What you have to do: Write out, unchanged, the lines from the one holding "Every instance of the grass" to the close of the listing. Both the first and last lines belong in it.

Excerpt from a dataset:

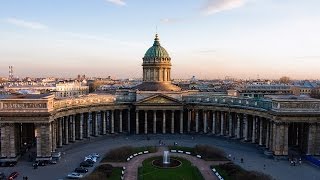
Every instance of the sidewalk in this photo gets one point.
(132, 166)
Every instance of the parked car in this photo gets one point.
(94, 159)
(9, 164)
(86, 164)
(13, 175)
(52, 162)
(81, 170)
(56, 156)
(90, 161)
(2, 176)
(74, 175)
(95, 155)
(40, 163)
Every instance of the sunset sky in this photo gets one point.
(205, 38)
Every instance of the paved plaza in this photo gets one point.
(254, 159)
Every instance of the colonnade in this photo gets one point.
(155, 120)
(276, 136)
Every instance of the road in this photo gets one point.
(253, 156)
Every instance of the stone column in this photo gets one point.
(197, 121)
(88, 124)
(96, 126)
(267, 134)
(172, 121)
(238, 126)
(230, 124)
(54, 135)
(145, 122)
(81, 126)
(154, 121)
(137, 121)
(274, 136)
(112, 121)
(285, 139)
(129, 128)
(163, 121)
(73, 123)
(120, 121)
(8, 140)
(189, 120)
(66, 130)
(43, 133)
(260, 132)
(311, 146)
(181, 121)
(245, 127)
(104, 123)
(213, 122)
(222, 123)
(93, 124)
(205, 122)
(59, 132)
(253, 138)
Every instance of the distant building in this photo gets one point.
(70, 89)
(260, 90)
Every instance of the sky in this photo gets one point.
(208, 39)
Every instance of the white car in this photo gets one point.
(74, 175)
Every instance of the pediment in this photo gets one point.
(159, 99)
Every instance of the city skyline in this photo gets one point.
(208, 39)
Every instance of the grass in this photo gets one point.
(208, 153)
(182, 148)
(99, 174)
(184, 172)
(121, 154)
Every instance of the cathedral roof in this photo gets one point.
(156, 51)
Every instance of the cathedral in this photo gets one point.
(156, 106)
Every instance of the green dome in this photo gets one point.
(156, 51)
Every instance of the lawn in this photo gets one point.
(184, 172)
(100, 173)
(231, 171)
(122, 153)
(208, 153)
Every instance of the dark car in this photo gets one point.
(2, 176)
(86, 164)
(9, 164)
(90, 161)
(81, 170)
(13, 175)
(42, 163)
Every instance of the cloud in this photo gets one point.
(170, 20)
(25, 24)
(215, 6)
(117, 2)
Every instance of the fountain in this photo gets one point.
(166, 157)
(166, 161)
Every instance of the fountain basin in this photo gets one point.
(159, 163)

Exercise output:
Every instance of the grass in this photo gets one point.
(208, 153)
(182, 148)
(99, 174)
(184, 172)
(121, 154)
Every instance of the cathedral roof in this photo gets one point.
(156, 51)
Every instance of the cathedral in this photo gets one point.
(156, 106)
Every instance of the green dome in this photo gets one point.
(156, 51)
Every instance of the lawn in this photo gets one point.
(184, 172)
(100, 173)
(231, 171)
(122, 153)
(208, 153)
Every instance of the dark car in this photo gets one point.
(2, 176)
(86, 164)
(9, 164)
(90, 161)
(81, 170)
(13, 175)
(42, 163)
Every instance of the cloud in this photo gets one point.
(170, 20)
(25, 24)
(215, 6)
(117, 2)
Every instance of the fountain in this photo gets one point.
(166, 157)
(166, 161)
Every instance of the fountain basin in this photo gets one point.
(159, 163)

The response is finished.